## YOUR INSTRUCTIONS:
Please list every bracketed citation in the passage on genome-based vaccine and drug discovery.

## PROVIDED PASSAGE:
========================================================================
The influence of the completed genome sequence on vaccine design approaches has been effective for organisms like Mycobacterium tuberculosis [Montgomery, 2000]. A number of approaches for new vaccine development exist, including sub-unit protein and DNA vaccines; recombinant vaccines; auxotrophic organisms to deliver genes and so on. Testing such candidates is tiresome and expensive. Bioinformatics enables us to reduce substantially the number of such candidates to test.
The computational genomics approach [Sakharkar et al., 2004] stated herein, is likely to speed up drug discovery process by removing hindrances like dead ends or toxicity that are encountered in classical approaches. The ten membrane associated proteins of H. pylori are invariably linked with essential metabolic and signal transduction pathways. We are currently considering subjecting the above proteins to fold-level homology searches and structural modelling so as to elucidate as to which of these may function as the most effective epitope. Presumably, screening against such novel targets for functional inhibitors will result in discovery of novel therapeutic compounds active against bacteria, including the increased number of antibiotic resistant clinical strains [Thanassi et al., 2002]. The strategy is also likely to locate critical pathways and stages in the pathogenecity of H. pylori.
========================================================================
## DATASET CONTENT:

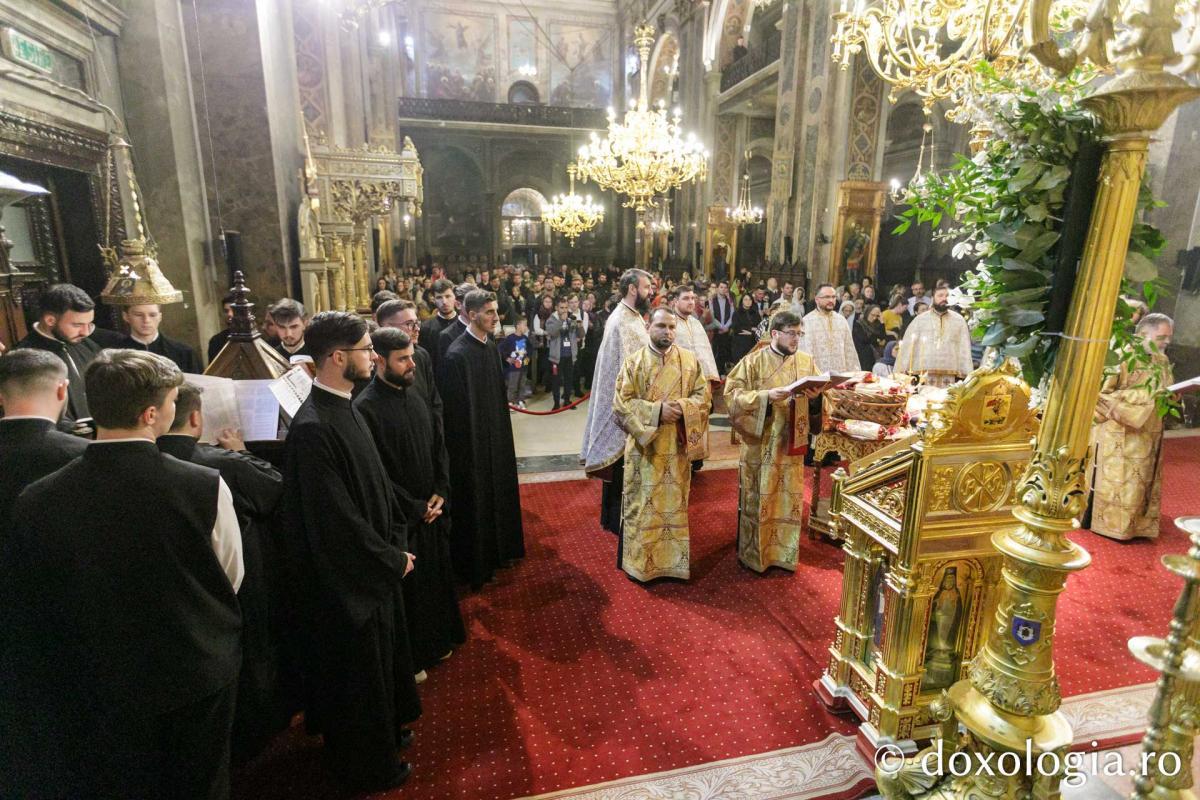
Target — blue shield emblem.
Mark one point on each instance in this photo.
(1026, 631)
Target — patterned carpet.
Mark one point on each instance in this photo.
(574, 675)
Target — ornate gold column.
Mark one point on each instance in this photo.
(1011, 701)
(363, 287)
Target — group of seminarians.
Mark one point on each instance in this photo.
(144, 577)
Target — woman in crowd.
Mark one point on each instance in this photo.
(745, 324)
(869, 337)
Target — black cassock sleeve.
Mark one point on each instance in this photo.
(353, 561)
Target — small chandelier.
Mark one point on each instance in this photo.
(646, 155)
(934, 47)
(133, 275)
(745, 214)
(661, 223)
(570, 214)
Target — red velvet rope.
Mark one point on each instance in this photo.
(523, 410)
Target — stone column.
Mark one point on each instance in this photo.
(155, 78)
(822, 121)
(245, 91)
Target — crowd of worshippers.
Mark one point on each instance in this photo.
(167, 606)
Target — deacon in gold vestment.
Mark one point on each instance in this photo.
(661, 402)
(936, 347)
(771, 479)
(1128, 440)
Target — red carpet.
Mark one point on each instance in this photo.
(576, 675)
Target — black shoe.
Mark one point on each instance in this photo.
(397, 780)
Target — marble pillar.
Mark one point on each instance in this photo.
(156, 85)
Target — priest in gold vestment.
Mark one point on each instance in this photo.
(827, 336)
(661, 403)
(771, 477)
(1128, 440)
(936, 347)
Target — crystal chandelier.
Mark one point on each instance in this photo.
(934, 47)
(661, 223)
(744, 214)
(645, 155)
(570, 214)
(899, 191)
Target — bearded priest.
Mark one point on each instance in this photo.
(661, 402)
(773, 423)
(936, 347)
(604, 443)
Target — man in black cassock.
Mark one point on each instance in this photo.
(451, 332)
(120, 612)
(402, 314)
(219, 340)
(447, 305)
(144, 322)
(349, 552)
(257, 488)
(486, 522)
(66, 319)
(33, 392)
(409, 441)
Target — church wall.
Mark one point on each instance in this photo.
(475, 52)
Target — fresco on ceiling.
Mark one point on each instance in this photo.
(522, 44)
(460, 56)
(580, 65)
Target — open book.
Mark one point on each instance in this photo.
(822, 382)
(246, 405)
(1185, 386)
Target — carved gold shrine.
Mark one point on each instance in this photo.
(921, 577)
(349, 193)
(856, 234)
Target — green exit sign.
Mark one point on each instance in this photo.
(25, 50)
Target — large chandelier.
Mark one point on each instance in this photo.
(935, 47)
(646, 155)
(744, 214)
(570, 214)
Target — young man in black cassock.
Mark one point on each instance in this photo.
(33, 392)
(66, 319)
(448, 314)
(451, 332)
(402, 314)
(349, 551)
(144, 335)
(486, 521)
(121, 621)
(256, 487)
(409, 441)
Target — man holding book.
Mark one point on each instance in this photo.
(768, 404)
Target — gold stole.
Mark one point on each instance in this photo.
(797, 417)
(671, 376)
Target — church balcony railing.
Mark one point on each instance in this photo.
(469, 110)
(760, 58)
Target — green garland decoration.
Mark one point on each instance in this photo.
(1003, 209)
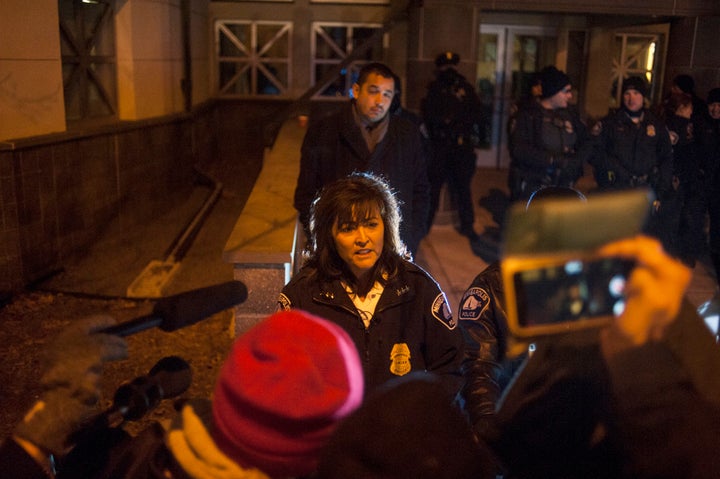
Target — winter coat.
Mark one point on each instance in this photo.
(412, 328)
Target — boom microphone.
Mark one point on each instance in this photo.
(170, 377)
(184, 309)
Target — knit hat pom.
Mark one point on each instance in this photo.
(281, 391)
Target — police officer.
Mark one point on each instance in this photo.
(452, 115)
(633, 149)
(546, 139)
(682, 121)
(709, 139)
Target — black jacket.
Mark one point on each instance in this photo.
(633, 154)
(412, 311)
(548, 146)
(334, 147)
(486, 368)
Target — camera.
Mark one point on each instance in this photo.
(557, 293)
(554, 280)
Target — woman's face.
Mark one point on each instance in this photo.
(359, 243)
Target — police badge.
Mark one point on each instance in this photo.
(400, 359)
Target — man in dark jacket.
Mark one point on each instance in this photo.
(490, 360)
(633, 149)
(548, 142)
(363, 136)
(452, 114)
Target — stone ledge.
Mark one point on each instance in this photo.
(261, 246)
========================================================================
## RESPONSE TO THE TASK:
[Montgomery, 2000]
[Sakharkar et al., 2004]
[Thanassi et al., 2002]